» **BRIEF**
Every record should be repeated exactly, except that pictures are left out.
— Begin —
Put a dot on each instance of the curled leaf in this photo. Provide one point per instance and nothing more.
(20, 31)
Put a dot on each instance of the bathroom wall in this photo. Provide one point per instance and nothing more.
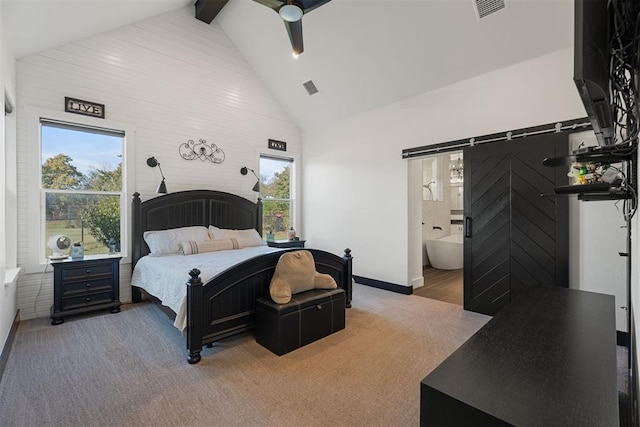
(435, 213)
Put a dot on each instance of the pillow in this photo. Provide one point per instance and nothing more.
(163, 242)
(191, 247)
(246, 238)
(296, 272)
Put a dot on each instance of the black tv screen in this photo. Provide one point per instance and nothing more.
(591, 66)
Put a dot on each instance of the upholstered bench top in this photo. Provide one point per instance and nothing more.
(301, 300)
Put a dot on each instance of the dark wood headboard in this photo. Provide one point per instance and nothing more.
(193, 207)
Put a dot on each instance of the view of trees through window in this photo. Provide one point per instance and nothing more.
(81, 180)
(275, 191)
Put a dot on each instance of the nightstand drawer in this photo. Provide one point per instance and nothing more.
(87, 286)
(86, 300)
(80, 271)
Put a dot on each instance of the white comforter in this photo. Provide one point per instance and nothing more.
(165, 277)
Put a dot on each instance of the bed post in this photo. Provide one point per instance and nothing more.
(259, 216)
(348, 275)
(194, 317)
(136, 295)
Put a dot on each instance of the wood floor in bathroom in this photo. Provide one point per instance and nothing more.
(442, 285)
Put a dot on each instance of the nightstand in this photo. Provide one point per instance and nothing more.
(287, 243)
(85, 285)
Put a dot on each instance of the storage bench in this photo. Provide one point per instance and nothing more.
(309, 316)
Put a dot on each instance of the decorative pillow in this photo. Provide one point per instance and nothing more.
(296, 272)
(191, 247)
(246, 238)
(163, 242)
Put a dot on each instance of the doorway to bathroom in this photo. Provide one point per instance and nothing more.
(442, 228)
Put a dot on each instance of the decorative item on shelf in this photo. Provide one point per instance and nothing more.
(593, 173)
(58, 245)
(77, 251)
(244, 170)
(191, 150)
(152, 162)
(456, 169)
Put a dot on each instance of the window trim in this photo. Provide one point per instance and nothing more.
(35, 203)
(294, 183)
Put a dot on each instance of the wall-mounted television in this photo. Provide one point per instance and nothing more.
(591, 66)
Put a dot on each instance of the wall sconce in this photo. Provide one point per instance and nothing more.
(152, 163)
(244, 170)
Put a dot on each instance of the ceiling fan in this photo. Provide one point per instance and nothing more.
(291, 12)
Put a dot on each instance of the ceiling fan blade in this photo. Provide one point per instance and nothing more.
(295, 35)
(273, 4)
(309, 5)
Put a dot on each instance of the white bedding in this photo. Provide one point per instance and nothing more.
(165, 277)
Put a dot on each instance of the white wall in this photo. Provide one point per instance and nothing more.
(354, 168)
(171, 77)
(8, 306)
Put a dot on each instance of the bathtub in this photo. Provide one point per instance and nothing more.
(447, 252)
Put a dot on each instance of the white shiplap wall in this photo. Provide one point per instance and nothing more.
(173, 78)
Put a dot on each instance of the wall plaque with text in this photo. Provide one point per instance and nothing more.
(78, 106)
(277, 145)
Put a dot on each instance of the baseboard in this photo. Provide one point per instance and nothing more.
(4, 357)
(406, 290)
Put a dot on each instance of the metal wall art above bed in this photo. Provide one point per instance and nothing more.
(202, 151)
(225, 304)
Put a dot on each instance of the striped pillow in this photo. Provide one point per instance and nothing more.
(192, 247)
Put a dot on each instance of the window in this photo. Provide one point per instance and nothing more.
(276, 193)
(81, 184)
(78, 180)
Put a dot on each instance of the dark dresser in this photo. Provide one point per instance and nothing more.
(546, 359)
(86, 285)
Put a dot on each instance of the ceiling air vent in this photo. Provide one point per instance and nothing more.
(310, 87)
(485, 8)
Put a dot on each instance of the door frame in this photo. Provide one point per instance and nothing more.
(414, 227)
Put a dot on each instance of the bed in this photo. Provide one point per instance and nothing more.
(223, 305)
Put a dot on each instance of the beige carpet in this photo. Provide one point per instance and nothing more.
(130, 369)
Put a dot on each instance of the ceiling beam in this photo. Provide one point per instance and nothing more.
(206, 10)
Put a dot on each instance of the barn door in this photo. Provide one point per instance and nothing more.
(514, 237)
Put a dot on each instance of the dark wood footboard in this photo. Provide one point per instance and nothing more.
(225, 305)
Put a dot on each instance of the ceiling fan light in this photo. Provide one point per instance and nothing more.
(290, 13)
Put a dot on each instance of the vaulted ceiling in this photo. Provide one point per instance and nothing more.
(360, 54)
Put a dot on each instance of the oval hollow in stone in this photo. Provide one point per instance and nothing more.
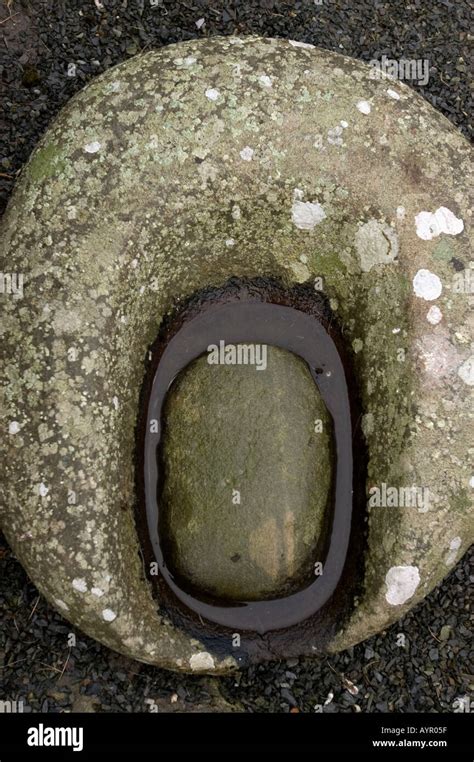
(247, 474)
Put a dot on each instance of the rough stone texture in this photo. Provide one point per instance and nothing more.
(129, 203)
(247, 476)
— End —
» **WRITTEN RESPONSE**
Put a dot on each instance of the curled leaf in this photo. Provide one point per instance and nothing more.
(20, 31)
Put a dot on each instance of the bathroom wall in this photo. Provide one point per instance and nothing more.
(435, 213)
Put a dot on each instance of the pillow in this photo. Provide one point per instance and nothing more.
(163, 242)
(191, 247)
(246, 238)
(296, 272)
Put a dot on each instance of the black tv screen in this photo. Provide one point per instance and nothing more.
(591, 66)
Put a dot on each instance of the upholstered bench top in this photo. Provide one point per instance and nothing more.
(301, 300)
Put a dot on each instance of the dark wood headboard in this photo. Provide one point per instance and nothing more.
(193, 207)
Put a dot on each instance of the view of trees through window in this photo. Provide one point per instance and nothing more.
(81, 180)
(275, 191)
Put a dot on each instance of the nightstand drawer in this photo. Provide one point per instance and nothing more.
(87, 286)
(86, 300)
(80, 271)
Put a dot on each instance of the white comforter in this photo. Provide one point per instance and nothing more.
(165, 277)
Put a dot on each instance of the bed post in this photo. Provide one point per instance and nothing more.
(259, 216)
(348, 275)
(194, 317)
(136, 295)
Put a dot on each instance of the wood floor in bathroom in this photo. Provide one point per instance and nothing more.
(442, 285)
Put a dot on each instance of the nightstand in this photo. Provide one point per instance and nothing more.
(287, 243)
(85, 285)
Put a dot on each instance of the storage bench in this photo. Provide one point per instance and nothing more.
(309, 316)
Put a dot on each instance of the decorative pillow in this photo. Provide one point per instance and nothing more.
(296, 272)
(191, 247)
(246, 238)
(163, 242)
Put a dot on each instance of the doorway to bathroom in this photo. Provide one point per instance and nothing more.
(442, 228)
Put a dot on each instance of the decorative item on shelf in this photo. Provide one point per instance and nothing more.
(593, 173)
(58, 245)
(77, 251)
(244, 170)
(191, 150)
(152, 162)
(456, 169)
Put a dot on each instance of the window trim in this photo. Provide one point per instance and nothing more.
(35, 203)
(294, 183)
Put a dot on each instance of the wall-mounted television in this photo. Provide one point per instance and nothing more.
(591, 66)
Put a dot on each instance of the wall sconce in this photo. Provide one point per instance and nothing more.
(152, 163)
(244, 170)
Put a dot on each instance of the ceiling fan in this photo. Provide one point per instance and nothing more.
(291, 12)
Put a dot on each instance of the ceiling fan blade in this photo. Provide one point per instance and nothing more.
(295, 35)
(273, 4)
(309, 5)
Put a dot on each instance of the white bedding in this photo. Provide one point per instance and nothing more.
(165, 277)
Put a dot on each instance of the white wall in this photo. Provide one point per instance and nothing more.
(354, 168)
(171, 77)
(8, 306)
Put a dot on each instance of the bathtub in this photo. Provide one point per instance and nothing more.
(447, 252)
Put a dot on each instance of the white shiplap wall in this photo. Provide one point per instance and nothing more.
(173, 78)
Put a dot on each instance of the wall plaque with text in this photo. Provide one point per instance and nothing more.
(78, 106)
(277, 145)
Put a dot on each instance of the baseboard in this photo. Provide one point per instance and nothing more.
(4, 357)
(406, 290)
Put a dot on each instance of the metal wall art above bed in this photo. Provide one point per instance and nothing more.
(202, 151)
(225, 304)
Put a dot on each instance of the striped pillow in this photo. Provide one point per instance and nothing more.
(192, 247)
Put a dot on each instance of the window in this photo. Provide one point per instance and nothing more.
(276, 193)
(81, 184)
(78, 180)
Put a dot on each instance of the dark dresser in this photo. Provide one point per instance and nothing more.
(546, 359)
(86, 285)
Put a dot on each instance of the ceiling air vent in this photo. Provide one point per instance and nothing more.
(310, 87)
(485, 8)
Put a dot on each instance of the door frame in this photo. Provide one point per instance and nothing more.
(414, 227)
Put a dot on each instance of the bed in this photo. Provide one point per instance and nothing more.
(223, 305)
Put a dot on each instance of the beige carpet in this photo. Provide one point per instance and nothing more.
(130, 369)
Put a dot on each instance of the ceiling beam in this photo. Provide one point per instance and nothing more.
(206, 10)
Put a dot on each instance of the barn door in this photo. Provide one point per instance and nothing more.
(514, 237)
Put a dot on each instance of the dark wood footboard in this photo. Provide one point per instance and nothing more.
(225, 305)
Put a dot on each instance of the ceiling fan light in this photo. Provide one point per instance and nothing more.
(290, 13)
Put a dot on each instance of the vaulted ceiling in this photo. Provide one point per instance and nothing more.
(360, 54)
Put a dot on each instance of the oval hollow in stone in this photo. Provide one point per instance and nothing more.
(247, 474)
Put a dot on each instance of the rough stone texture in this photo. Provide one point per instance and nothing more.
(129, 203)
(247, 476)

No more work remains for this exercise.